Every record below, from first to last: print it exactly as shown.

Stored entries
════════
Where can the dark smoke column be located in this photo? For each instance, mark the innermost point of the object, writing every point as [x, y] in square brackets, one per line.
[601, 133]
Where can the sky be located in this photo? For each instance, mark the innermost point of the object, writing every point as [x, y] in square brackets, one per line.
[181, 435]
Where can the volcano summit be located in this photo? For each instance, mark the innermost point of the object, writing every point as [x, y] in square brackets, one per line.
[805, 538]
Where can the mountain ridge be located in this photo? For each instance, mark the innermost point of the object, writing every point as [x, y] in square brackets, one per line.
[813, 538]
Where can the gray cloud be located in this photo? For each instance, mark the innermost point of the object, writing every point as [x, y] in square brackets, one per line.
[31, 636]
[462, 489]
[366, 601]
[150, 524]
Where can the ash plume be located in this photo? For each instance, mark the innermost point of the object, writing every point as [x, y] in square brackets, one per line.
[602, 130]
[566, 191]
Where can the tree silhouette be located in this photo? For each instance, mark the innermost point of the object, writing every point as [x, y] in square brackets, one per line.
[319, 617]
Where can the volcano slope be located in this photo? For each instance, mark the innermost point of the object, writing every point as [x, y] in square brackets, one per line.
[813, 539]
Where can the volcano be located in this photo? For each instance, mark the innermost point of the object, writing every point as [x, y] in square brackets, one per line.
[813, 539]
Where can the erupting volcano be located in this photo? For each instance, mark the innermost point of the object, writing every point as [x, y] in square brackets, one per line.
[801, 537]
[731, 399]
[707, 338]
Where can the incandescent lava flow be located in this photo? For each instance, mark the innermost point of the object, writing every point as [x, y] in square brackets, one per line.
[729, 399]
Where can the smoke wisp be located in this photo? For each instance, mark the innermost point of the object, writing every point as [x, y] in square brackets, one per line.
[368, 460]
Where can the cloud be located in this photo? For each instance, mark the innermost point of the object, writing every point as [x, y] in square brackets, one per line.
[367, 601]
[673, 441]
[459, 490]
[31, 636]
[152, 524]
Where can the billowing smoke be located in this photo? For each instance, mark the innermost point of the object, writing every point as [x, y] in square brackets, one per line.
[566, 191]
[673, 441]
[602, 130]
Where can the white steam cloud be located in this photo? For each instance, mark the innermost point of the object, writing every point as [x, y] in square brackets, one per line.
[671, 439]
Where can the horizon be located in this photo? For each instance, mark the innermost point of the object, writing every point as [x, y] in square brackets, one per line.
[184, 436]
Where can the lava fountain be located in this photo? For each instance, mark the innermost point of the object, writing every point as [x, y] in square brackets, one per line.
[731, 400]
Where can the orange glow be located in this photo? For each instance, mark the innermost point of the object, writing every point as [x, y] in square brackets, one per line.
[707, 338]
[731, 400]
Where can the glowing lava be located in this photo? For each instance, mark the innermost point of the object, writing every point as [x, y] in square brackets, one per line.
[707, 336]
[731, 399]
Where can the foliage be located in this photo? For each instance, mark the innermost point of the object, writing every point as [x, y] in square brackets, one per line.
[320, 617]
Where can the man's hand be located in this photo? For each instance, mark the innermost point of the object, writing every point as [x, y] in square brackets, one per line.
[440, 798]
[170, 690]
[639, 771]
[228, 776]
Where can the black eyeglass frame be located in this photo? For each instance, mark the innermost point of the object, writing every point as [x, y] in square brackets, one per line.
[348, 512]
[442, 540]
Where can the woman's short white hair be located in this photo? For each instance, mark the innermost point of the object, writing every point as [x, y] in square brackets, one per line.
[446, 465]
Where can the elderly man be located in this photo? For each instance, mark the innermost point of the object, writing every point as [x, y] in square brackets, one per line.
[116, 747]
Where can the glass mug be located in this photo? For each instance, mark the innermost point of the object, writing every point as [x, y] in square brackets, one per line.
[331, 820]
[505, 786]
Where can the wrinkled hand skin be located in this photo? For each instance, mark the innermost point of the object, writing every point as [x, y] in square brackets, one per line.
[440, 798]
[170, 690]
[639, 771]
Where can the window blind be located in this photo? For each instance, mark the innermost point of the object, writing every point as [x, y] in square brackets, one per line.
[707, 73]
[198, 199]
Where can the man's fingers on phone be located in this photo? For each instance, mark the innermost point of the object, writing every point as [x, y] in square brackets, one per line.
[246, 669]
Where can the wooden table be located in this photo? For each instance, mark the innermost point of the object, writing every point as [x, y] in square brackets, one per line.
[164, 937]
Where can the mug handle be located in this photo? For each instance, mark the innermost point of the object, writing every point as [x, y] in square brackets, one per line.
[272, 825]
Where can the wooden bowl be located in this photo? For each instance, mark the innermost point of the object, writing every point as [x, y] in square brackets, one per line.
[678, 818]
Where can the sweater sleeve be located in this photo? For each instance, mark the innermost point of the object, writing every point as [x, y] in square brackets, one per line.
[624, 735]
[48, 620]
════════
[RESULT OF THE EXERCISE]
Where can the dark smoke column be located in this photo? For each instance, mark the innermost point of the object, writing every point as [x, y] in square brackets, one per line.
[601, 133]
Where can the sky be located in this photo? For each instance, mark the innermost point of the object, writing every point as [x, y] in square brackets, one per line.
[181, 435]
Where can the volcano summit be located in this photo? For each instance, mark the innermost point of the object, writing every point as [x, y] in square brackets, one per line.
[805, 538]
Where can the mountain ridge be located in this photo? For each instance, mark the innermost point of the object, writing every point as [x, y] in square brackets, one per line.
[813, 538]
Where can the gray cloud be located in this photo? For each instance, mark the innermost point of the object, writing every point as [x, y] in square brackets, one per line.
[31, 636]
[462, 489]
[366, 601]
[150, 524]
Where can the ash plume be located in this photo? For each instance, mark the innermost point of the object, writing every point as [x, y] in square brackets, one per line.
[602, 130]
[566, 191]
Where can the tree silhouette be located in this photo? For each instance, mark the innermost point of the object, writing every point as [x, y] in square brackets, one per line.
[319, 617]
Where can the volcano slope be located in this photo? For each instance, mark the innermost point of the object, writing every point as [x, y] in square brackets, one per line.
[813, 539]
Where can the volcano be located in this photo? For each instance, mark the innermost point of the object, writing every point as [x, y] in square brackets, one per line.
[813, 539]
Where can the erupting volcano be located in this photo? For each instance, mark the innermost point of the object, writing every point as [x, y] in square brackets, one per line.
[801, 537]
[731, 399]
[707, 338]
Where can the incandescent lava flow be located in this photo? For each instance, mark the innermost point of the object, writing every point as [x, y] in square brackets, one per line.
[729, 399]
Where can the smoke wisp be located in this photo? For each instance, mark the innermost point of the object, writing every point as [x, y] in square brackets, one per line.
[368, 460]
Where can the cloud be located in this photo? For each instance, mark the innermost point of the object, writing every point as [x, y] in square brackets, one per line.
[367, 601]
[673, 441]
[459, 490]
[31, 636]
[152, 524]
Where can the billowing smoke be located in this photo? For each instance, mark the innermost point of the object, writing every point as [x, y] in square brackets, one per line.
[566, 191]
[673, 441]
[602, 130]
Where can the white steam cloud be located in this photo? For each instance, mark the innermost point of the object, writing every point as [x, y] in square brackets, one per line.
[671, 439]
Where can the horizon be located in this photo? For each instance, mark the innermost point of the object, writing every point as [x, y] in square brackets, one per line.
[184, 436]
Where can the lava fountain be located in this photo? For each instance, mark the innermost point of the object, writing every point as [x, y] in square brackets, one per line.
[731, 400]
Where can the orange glow be located in this photo? For each instance, mark the innermost point of the object, writing every point as [x, y] in square brackets, one per line.
[707, 338]
[731, 400]
Where can the glowing lava be located in this photo? For each instance, mark the innermost point of the object, writing every point as [x, y] in square brackets, one per line.
[707, 336]
[731, 399]
Where can the foliage be located in this photo? For each instance, mark the innermost point of the object, writing every point as [x, y] in square brackets, one per line.
[320, 617]
Where can the man's hand be located in this photo? For each instance, mark the innermost point of the object, writing every point as [x, y] in square brackets, one per line.
[440, 798]
[170, 690]
[639, 771]
[228, 776]
Where can the black eyeglass frame be located in this photo? For each instance, mark the innermost point of the object, writing every point as [x, y] in square brackets, one per line.
[348, 512]
[442, 540]
Where can the woman's short white hair be located in this photo? For each instance, mark the innermost point of the object, writing every point as [x, y] in square brackets, one per line.
[446, 465]
Where can the elderly man be located in this photo? For each instance, mark the innermost point of the object, writing every point as [x, y] in square brackets, one per line.
[116, 747]
Where can the glass mug be located in this photo? For each instance, mark the innermost point of the object, writing every point as [x, y] in square brackets, one per line.
[331, 820]
[505, 786]
Where can the wrinkled hand skin be located in this photo? For each instance, mark the innermost point of the object, writing every point as [x, y] in square brackets, one per line.
[440, 798]
[170, 690]
[639, 771]
Where can the window blind be located in this photo? For each instance, mark the innermost point of the object, writing every point as [x, y] in square brackets, one per line.
[707, 73]
[198, 199]
Where can the man's fingers on phone be located in this photo? For each instance, mark the innermost point of the object, writing every point as [x, y] in square brackets, one per line.
[246, 669]
Where can the wooden table be located in this photo? For each instance, mark the innermost point of the object, writing every point as [x, y] in square brackets, one per line.
[164, 937]
Where can the mug handle be located in this photo? For each instance, mark the innermost point of the object, writing every point as [x, y] in square brackets, one per line.
[272, 825]
Where can the wooden bowl be located in this photo? For each instance, mark the innermost point of the object, writing every point as [x, y] in square brackets, one per line.
[678, 818]
Where can the sweater sleeve be located in this photo? For each instance, mark the innermost point of the object, writing every point as [x, y] in square brackets, one per line.
[624, 735]
[48, 620]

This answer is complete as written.